Work request: Every entry below is to be copied exactly, apart from any picture it holds.

Region pointing data:
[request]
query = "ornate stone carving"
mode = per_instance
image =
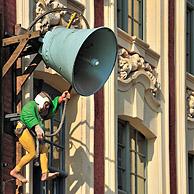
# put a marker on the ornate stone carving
(131, 64)
(55, 18)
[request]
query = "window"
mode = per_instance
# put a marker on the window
(191, 173)
(132, 160)
(130, 17)
(190, 37)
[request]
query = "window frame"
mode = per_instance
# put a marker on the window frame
(123, 17)
(127, 128)
(189, 36)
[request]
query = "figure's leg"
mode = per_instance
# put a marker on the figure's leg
(46, 175)
(27, 142)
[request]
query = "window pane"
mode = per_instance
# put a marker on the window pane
(141, 146)
(140, 186)
(130, 26)
(119, 13)
(136, 10)
(132, 140)
(140, 165)
(120, 182)
(132, 162)
(132, 184)
(130, 8)
(136, 29)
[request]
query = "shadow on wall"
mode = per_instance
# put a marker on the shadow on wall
(78, 164)
(81, 169)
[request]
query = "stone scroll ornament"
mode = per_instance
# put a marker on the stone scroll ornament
(55, 18)
(132, 64)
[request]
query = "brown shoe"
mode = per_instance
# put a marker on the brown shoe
(18, 176)
(49, 176)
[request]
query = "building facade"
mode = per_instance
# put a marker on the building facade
(135, 135)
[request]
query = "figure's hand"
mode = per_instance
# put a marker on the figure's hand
(64, 97)
(39, 132)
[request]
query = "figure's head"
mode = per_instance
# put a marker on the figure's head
(43, 100)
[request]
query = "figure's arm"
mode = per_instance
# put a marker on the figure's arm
(58, 100)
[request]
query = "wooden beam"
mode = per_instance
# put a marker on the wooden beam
(14, 56)
(27, 73)
(19, 38)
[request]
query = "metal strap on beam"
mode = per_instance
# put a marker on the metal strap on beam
(23, 40)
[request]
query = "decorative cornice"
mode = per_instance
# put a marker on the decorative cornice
(55, 18)
(132, 68)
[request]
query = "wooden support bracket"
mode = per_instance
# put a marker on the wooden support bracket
(22, 40)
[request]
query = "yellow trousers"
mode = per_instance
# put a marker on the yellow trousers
(28, 143)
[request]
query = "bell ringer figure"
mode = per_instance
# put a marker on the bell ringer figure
(31, 127)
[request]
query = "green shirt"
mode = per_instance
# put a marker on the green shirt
(30, 115)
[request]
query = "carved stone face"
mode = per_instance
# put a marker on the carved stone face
(44, 112)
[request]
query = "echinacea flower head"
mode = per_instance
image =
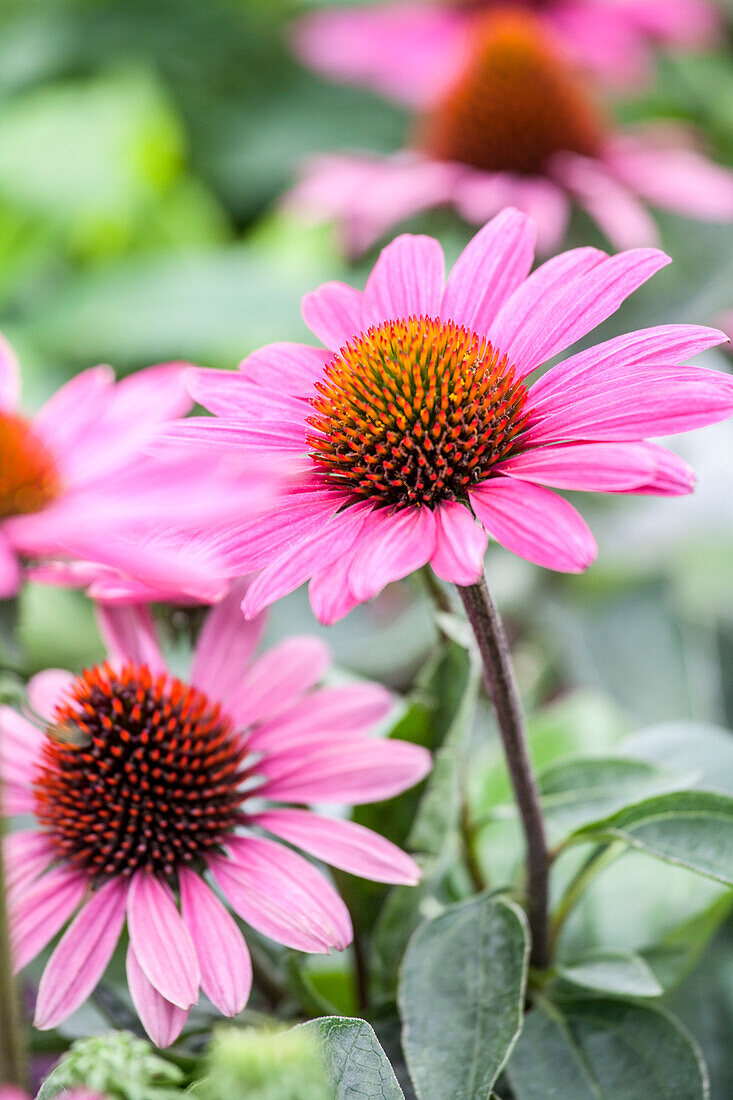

Written reply:
[request]
query = "ornate stone carving"
mode = per_instance
image =
# put a marker on the ornate stone carving
(131, 64)
(55, 18)
[request]
query = "window"
mode = per_instance
# put a marker on the window
(191, 173)
(132, 160)
(130, 17)
(190, 37)
[request]
query = "window frame"
mode = per_instance
# put a marker on the window frame
(123, 17)
(127, 128)
(189, 36)
[request]
query = "figure's leg"
mode = per_instance
# put a marker on the figure's leg
(46, 175)
(27, 142)
[request]
query = "window pane"
mode = per_instance
# put a marker on the window pane
(141, 146)
(140, 186)
(130, 26)
(119, 13)
(136, 10)
(132, 140)
(140, 165)
(120, 182)
(132, 162)
(132, 184)
(130, 8)
(136, 29)
[request]
query = "shadow on wall"
mode = per_instance
# put a marker on the shadow on wall
(78, 164)
(81, 169)
[request]
query = "stone scroll ornament"
mode = per_instance
# put a marker on the stone scroll ornament
(55, 18)
(132, 64)
[request]
query = "brown shoe"
mode = per_instance
# put a marker on the brown shoe
(18, 176)
(49, 176)
[request]
query = "building facade"
mode = per_instance
# put a marker on the building facade
(135, 135)
[request]
query = "figure's hand"
mode = per_instance
# put a marker on the figure's hand
(64, 97)
(39, 132)
[request]
query = "figure's head"
mode = per_instance
# put a marker on the figure's head
(43, 100)
[request]
query = "figure's arm"
mode = per_instance
# put a marker on the figure's arm
(58, 100)
[request]
query = "wooden beam"
mode = per_instance
# put a marker on the wooden beam
(14, 56)
(27, 73)
(19, 38)
[request]
query = "metal strap on beam"
mode = per_instance
# put a marker on the metal strap on beam
(23, 40)
[request]
query = "decorative cornice"
mode = per_instance
# put a marker on the decorative cornice
(55, 18)
(132, 68)
[request]
query = "wooden support bracket"
mode = per_instance
# put a marker on the wooden support bracket
(22, 40)
[request]
query = "yellow trousers"
mode = per_instance
# put a marker on the yellow trousers
(28, 143)
[request]
query = "bell ringer figure"
mode = per_instance
# put a marker on the bell ringer figure
(31, 127)
[request]
query = "green shirt"
mode = per_instance
# put a marker on the green shirt
(30, 115)
[request]
query = "carved stone face"
mode = per_instance
# put a marker on the carved stone face
(44, 112)
[request]
query = "echinacea flower head"
mode = per_instance
image =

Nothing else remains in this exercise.